======== SELECTED EXTRACT

# images of graphy subjects

In [None]:
%matplotlib inline
import matplotlib.pyplot as plt
import seaborn as sns
sns.set_style('white')
plt.rcParams['figure.figsize'] = (20, 20)

import itertools
import re

import pandas as pd
import numpy as np
import networkx as nx

from sklearn.cluster import AgglomerativeClustering

from umap import UMAP
from tqdm import tqdm_notebook as tqdm

In [None]:
def flatten(input_list):
    return [item 
            for sublist in input_list 
            for item in sublist]

def clean(subject):
    return subject.strip().lower().replace('<p>', '')

In [None]:
df = pd.read_json('data/calm_records.json')

In [None]:
df['AltRefNo'] = df['AltRefNo'].dropna().apply(lambda x: x[0])
df['Subject'] = df['Subject'].dropna().apply(lambda x: list(map(clean, x)))

In [None]:
dirty_subjects = flatten(df['Subject'].dropna().tolist())
subjects = list(set(map(clean, dirty_subjects)))

In [None]:
adjacency = pd.DataFrame(data=0, 
                         index=subjects, 
                         columns=subjects)

In [None]:
for row_of_subjects in tqdm(df['Subject'].dropna()):
    
    clean_row = list(set([clean(subject) for subject in row_of_subjects]))
    
    for subject_1, subject_2 in itertools.product(clean_row, repeat=2):
        adjacency[subject_1][subject_2] += 1

In [None]:
G = nx.from_pandas_adjacency(adjacency)
nx.draw_spring(G, node_size=60)

### quite complicated
lets get rid of the rare subjects and only look at common ones

subject_counts = pd.Series(map(clean, dirty_subjects)).value_counts() 
rare_subjects = subject_counts[subject_counts < 10].index.values

len(subjects) - len(rare_subjects) 

mini_adjacency = (adjacency
                  .drop(rare_subjects, axis=0)
                  .drop(rare_subjects, axis=1))

In [None]:
mini_adjacency = adjacency.mask(mini_adjacency < 10, 0)
mini_adjacency

In [None]:
G = nx.from_pandas_adjacency(mini_adjacency)

nx.draw_spring(G, node_size=60)

================

* SET TASKS *
- 1) Copy the stretch of the subject-graph notebook from "mini_adjacency = (adjacency" through "adjacency.mask(mini_adjacency < 10, 0)".
- 2) Turn the paragraph of the subject-graph notebook that begins "%matplotlib inline" into a short list that keeps its main facts.

======== PROVIDED DATA

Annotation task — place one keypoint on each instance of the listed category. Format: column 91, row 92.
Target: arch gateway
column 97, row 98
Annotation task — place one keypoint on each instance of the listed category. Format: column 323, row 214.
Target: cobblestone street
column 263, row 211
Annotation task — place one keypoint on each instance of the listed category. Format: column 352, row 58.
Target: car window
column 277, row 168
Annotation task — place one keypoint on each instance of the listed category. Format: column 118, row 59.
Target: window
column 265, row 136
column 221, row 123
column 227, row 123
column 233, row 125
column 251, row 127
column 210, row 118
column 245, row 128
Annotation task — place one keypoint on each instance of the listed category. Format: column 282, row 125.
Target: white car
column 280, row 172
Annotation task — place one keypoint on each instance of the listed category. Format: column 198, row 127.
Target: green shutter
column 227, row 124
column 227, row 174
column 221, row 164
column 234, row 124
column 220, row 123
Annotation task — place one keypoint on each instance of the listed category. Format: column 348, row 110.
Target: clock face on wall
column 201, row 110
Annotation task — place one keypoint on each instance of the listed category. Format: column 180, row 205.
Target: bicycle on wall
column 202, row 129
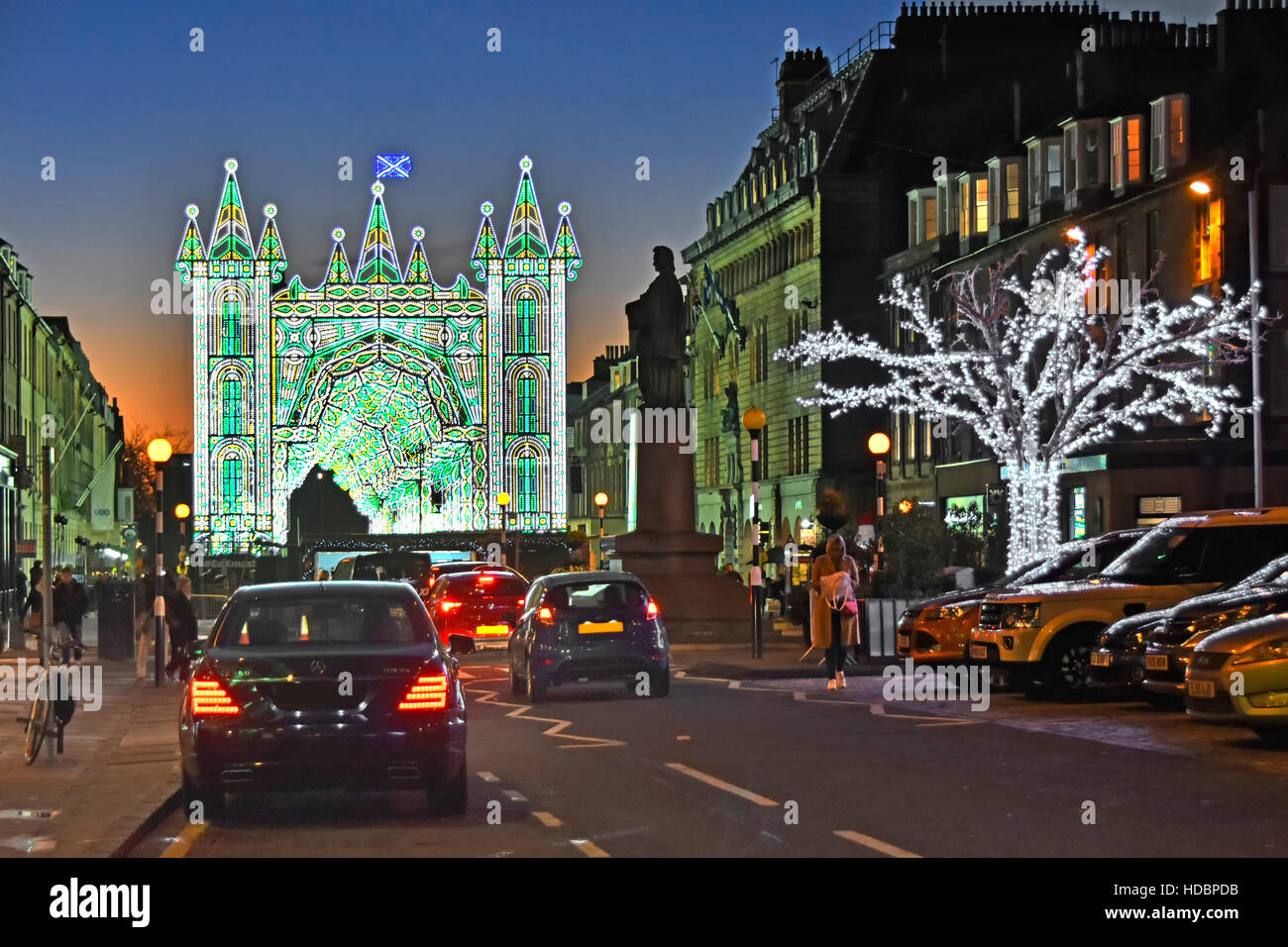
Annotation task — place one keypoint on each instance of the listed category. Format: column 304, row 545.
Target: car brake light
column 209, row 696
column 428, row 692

================
======== PROVIDED DATA

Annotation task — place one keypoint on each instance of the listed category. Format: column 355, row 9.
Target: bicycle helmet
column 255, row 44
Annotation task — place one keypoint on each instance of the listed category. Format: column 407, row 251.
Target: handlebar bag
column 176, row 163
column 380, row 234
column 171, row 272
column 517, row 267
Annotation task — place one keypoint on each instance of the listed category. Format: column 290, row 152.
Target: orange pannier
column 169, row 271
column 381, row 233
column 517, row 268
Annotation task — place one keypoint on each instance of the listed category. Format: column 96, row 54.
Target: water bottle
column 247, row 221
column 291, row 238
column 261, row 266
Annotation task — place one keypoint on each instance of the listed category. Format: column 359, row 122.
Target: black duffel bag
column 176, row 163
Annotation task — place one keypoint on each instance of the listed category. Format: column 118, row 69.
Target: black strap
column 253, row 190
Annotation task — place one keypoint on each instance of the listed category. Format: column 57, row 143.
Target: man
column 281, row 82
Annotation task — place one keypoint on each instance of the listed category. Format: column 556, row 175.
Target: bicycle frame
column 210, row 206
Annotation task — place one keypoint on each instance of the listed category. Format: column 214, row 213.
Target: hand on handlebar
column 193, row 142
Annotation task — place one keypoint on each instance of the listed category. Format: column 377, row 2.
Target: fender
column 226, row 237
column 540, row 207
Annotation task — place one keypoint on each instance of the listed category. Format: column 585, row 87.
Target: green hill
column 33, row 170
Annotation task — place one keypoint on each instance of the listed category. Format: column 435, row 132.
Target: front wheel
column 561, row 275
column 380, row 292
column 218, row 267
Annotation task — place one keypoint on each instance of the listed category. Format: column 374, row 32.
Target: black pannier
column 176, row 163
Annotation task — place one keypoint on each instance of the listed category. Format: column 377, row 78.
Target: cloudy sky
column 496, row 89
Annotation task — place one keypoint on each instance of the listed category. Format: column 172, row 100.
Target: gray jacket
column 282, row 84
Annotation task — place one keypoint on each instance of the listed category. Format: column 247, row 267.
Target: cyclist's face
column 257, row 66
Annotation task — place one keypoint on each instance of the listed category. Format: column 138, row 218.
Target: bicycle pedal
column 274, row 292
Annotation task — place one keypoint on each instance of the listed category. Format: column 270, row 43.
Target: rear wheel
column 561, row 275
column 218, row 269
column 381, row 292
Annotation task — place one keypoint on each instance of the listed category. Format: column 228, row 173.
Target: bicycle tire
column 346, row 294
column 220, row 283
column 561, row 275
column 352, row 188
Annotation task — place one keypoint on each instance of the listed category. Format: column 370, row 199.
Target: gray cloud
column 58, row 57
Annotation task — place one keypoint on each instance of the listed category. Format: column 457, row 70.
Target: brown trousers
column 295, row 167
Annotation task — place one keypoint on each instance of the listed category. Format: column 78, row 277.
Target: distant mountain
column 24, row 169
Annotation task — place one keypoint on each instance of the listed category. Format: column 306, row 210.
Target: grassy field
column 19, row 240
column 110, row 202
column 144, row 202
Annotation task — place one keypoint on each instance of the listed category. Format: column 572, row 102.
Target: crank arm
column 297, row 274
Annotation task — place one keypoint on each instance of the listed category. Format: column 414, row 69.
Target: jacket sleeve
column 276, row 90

================

* EXERCISE RESULTS *
- 1)
mini_adjacency = (adjacency
                  .drop(rare_subjects, axis=0)
                  .drop(rare_subjects, axis=1))

In [None]:
mini_adjacency = adjacency.mask(mini_adjacency < 10, 0)

- 2)
- Turns on inline matplotlib plotting
- Imports matplotlib.pyplot as plt and seaborn as sns
- Sets the seaborn style to 'white'
- Sets the default figure size to (20, 20)